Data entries
** BEGIN **

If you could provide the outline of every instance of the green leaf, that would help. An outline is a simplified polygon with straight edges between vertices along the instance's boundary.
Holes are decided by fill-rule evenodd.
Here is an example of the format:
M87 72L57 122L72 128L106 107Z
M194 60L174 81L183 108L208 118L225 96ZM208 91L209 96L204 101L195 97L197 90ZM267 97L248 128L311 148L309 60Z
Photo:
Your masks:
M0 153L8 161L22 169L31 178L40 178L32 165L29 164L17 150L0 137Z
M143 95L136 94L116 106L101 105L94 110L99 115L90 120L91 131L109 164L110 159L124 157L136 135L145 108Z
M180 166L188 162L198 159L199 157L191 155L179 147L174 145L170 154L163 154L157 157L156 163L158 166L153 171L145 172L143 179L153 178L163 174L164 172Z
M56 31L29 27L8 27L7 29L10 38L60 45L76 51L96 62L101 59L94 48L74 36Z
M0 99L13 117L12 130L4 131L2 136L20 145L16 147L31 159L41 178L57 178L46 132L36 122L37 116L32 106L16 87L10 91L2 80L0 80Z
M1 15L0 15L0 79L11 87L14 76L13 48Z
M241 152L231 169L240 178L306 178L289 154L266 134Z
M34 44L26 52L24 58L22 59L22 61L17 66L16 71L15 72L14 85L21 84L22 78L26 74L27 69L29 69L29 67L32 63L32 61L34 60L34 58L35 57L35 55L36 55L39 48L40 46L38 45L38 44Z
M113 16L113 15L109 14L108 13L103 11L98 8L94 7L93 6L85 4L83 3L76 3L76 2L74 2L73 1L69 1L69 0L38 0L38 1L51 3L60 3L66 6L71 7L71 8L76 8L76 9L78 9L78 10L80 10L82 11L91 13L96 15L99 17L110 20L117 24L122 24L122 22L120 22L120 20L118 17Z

** END **

_Exercise prompt_: Find every line above that contains the string "with", and copy each one in full. Matching is case-sensitive.

_Task solution_:
If you could provide the outline of every instance of the green leaf, that would help. An outline is a simplified polygon with straight edges between vertices along the instance's boundary.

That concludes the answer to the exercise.